CHALLENGE A: Please print the passage of the message on Jacek Gondzio's planning work starting at "You are obviously" and ending at "basic economic planning.".
CHALLENGE B: Name every person mentioned in the message on Jacek Gondzio's planning work, including its subject and header lines.
CHALLENGE C: Translate into Spanish this sentence from the message on Jacek Gondzio's planning work: "You are obviously right about the data collection issue."

------ PAGE TEXT ------

Re: [OPE-L] A startling quotation from Engels

From: Paul Cockshott (wpc@DCS.GLA.AC.UK)
Date: Tue Aug 21 2007 - 08:39:32 EDT


You are obviously right about the data collection issue. What is
significant
About Jacek Gondzio's work is that it achieves optimisations over
problems much
Larger than one would need for basic economic planning.

After speaking to him I realise that he gets such large numbers of
variables because
He is doing stochastic planning taking into account many different
scenarios. He 
Starts out with a basic problem having hundreds of thousands or millions
of variables,
And then projects forward to a large number of possible futures in order
to select
The current plan that is most future-proof, it is the thousands of
different futures
That are considered that push the number of varibles so high. This
future-proofing, as
Far as I know, goes far beyond anything attempted in the socialist
countries.

------ GIVEN DATA ------

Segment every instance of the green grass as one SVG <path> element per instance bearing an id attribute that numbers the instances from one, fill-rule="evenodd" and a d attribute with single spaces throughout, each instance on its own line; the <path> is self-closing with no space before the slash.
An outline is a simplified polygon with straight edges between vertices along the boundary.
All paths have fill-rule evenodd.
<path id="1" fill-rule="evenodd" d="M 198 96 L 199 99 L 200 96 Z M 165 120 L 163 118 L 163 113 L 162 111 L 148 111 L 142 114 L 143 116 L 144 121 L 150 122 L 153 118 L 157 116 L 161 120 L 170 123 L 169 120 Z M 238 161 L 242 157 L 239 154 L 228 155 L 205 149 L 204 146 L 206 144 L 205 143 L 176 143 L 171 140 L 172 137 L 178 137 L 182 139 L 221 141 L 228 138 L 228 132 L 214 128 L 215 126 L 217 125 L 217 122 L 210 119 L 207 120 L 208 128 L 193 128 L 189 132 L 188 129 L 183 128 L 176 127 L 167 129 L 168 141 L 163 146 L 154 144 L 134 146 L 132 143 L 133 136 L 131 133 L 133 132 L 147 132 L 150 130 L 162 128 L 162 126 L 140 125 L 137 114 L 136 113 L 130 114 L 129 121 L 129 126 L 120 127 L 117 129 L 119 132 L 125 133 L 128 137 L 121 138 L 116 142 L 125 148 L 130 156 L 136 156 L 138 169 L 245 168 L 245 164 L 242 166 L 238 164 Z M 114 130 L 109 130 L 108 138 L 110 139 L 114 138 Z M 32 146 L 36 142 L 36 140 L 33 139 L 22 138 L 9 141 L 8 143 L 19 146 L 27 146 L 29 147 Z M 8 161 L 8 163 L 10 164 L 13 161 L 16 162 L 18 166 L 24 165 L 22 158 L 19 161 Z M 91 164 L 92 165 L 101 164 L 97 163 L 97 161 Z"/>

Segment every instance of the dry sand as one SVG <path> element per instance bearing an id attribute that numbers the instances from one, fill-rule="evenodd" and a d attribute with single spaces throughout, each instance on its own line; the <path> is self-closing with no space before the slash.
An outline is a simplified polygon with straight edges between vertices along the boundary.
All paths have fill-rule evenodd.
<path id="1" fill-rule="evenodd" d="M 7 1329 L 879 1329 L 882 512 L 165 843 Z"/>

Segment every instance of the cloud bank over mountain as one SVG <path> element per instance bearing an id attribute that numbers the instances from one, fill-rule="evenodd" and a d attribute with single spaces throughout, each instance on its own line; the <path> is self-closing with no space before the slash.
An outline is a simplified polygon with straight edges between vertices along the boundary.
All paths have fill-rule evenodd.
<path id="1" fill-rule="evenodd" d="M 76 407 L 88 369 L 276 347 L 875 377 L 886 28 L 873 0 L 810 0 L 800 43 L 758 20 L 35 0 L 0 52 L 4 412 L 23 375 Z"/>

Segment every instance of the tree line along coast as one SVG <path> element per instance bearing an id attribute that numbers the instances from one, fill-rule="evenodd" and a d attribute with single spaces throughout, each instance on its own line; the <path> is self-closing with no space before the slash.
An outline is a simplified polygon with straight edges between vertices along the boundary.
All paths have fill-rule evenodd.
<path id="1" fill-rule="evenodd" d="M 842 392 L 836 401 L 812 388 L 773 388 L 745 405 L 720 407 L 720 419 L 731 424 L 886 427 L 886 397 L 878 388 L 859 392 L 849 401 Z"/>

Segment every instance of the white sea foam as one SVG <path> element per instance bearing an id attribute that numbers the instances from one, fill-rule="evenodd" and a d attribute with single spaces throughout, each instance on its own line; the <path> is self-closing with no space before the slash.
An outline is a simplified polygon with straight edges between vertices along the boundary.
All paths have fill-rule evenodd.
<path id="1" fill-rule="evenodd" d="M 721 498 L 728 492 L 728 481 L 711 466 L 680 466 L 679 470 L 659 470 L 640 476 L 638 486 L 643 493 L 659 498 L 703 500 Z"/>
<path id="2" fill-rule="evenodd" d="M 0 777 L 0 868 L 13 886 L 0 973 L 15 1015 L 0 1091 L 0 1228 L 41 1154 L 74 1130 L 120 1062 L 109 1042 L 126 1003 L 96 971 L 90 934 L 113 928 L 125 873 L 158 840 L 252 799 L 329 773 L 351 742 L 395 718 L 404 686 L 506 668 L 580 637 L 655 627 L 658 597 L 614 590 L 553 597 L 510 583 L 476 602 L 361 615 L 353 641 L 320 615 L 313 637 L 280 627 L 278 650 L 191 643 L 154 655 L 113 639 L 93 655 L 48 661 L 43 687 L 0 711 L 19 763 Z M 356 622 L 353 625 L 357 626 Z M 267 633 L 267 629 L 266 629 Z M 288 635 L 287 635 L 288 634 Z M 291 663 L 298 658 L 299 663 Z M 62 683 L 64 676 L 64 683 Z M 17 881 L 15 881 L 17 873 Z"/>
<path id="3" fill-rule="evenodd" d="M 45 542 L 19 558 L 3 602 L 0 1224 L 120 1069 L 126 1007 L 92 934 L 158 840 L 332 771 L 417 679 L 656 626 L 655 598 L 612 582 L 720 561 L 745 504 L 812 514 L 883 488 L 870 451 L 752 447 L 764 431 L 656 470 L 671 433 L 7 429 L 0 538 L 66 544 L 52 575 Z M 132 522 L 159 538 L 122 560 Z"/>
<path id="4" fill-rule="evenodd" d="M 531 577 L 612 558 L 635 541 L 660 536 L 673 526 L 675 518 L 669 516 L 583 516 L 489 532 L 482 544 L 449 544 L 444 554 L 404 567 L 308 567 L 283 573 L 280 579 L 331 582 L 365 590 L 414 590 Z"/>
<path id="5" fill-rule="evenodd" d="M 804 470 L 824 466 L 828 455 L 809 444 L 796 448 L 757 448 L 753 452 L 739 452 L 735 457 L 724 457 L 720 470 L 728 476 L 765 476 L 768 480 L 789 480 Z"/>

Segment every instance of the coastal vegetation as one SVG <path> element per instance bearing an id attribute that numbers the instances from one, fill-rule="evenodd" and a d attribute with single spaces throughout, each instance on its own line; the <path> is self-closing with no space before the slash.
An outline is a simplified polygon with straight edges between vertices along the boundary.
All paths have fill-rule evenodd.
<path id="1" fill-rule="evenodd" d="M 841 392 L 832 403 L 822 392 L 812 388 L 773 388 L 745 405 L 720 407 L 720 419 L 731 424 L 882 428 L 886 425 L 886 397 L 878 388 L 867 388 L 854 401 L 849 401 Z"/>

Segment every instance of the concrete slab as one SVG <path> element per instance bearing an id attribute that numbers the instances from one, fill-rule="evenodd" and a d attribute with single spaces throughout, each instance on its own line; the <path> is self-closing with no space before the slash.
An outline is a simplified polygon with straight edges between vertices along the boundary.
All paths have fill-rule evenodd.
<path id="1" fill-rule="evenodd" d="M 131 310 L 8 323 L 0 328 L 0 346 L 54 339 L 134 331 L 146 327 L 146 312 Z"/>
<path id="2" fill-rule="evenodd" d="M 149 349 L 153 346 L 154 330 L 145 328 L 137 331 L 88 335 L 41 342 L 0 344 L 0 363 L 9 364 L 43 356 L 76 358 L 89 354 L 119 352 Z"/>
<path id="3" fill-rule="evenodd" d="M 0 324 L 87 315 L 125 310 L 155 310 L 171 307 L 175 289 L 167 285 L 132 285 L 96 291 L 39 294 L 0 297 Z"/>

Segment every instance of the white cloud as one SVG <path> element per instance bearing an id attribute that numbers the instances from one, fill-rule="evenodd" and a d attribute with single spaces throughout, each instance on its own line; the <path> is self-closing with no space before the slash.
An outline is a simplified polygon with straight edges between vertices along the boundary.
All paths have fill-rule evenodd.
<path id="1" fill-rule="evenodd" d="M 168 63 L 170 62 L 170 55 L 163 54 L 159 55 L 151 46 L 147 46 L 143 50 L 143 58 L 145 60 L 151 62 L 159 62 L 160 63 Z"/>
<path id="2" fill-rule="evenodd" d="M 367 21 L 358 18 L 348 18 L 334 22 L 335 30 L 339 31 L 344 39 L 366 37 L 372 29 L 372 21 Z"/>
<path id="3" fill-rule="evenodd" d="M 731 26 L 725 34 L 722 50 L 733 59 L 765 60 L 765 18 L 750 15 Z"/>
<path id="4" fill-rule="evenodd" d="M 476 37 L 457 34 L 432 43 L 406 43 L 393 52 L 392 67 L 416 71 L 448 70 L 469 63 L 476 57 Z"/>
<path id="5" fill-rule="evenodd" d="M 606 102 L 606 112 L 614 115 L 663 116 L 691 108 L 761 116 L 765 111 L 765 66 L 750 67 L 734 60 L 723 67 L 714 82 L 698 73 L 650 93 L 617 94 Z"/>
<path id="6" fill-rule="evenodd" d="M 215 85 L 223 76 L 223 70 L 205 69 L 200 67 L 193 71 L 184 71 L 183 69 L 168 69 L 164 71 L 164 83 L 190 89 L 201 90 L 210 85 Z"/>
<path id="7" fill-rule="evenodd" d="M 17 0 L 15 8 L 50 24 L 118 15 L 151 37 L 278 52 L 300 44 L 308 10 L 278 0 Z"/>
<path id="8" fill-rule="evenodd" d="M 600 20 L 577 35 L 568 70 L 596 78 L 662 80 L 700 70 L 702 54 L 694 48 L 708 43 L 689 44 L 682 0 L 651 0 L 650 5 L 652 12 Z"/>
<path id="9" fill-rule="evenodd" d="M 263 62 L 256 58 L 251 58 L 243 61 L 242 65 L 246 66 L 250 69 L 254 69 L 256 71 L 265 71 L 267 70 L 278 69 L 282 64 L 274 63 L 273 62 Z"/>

------

FINAL RESULT A:
You are obviously right about the data collection issue. What is
significant
About Jacek Gondzio's work is that it achieves optimisations over
problems much
Larger than one would need for basic economic planning.

FINAL RESULT B: Engels, Paul Cockshott, Jacek Gondzio

FINAL RESULT C: Obviamente tienes razón en cuanto a la cuestión de la recopilación de datos.